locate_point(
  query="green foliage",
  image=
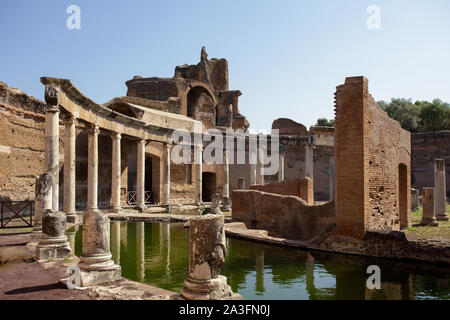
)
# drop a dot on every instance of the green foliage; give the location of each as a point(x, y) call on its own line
point(419, 116)
point(323, 122)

###

## What is asked
Please repeat every one of the entries above line for line, leaving out the pictures.

## Solution to the exercise
locate_point(
  query="green foliage",
  image=
)
# drop a dot on every instance of the green foliage; give the location of each as a point(x, y) call on its own line
point(419, 116)
point(323, 122)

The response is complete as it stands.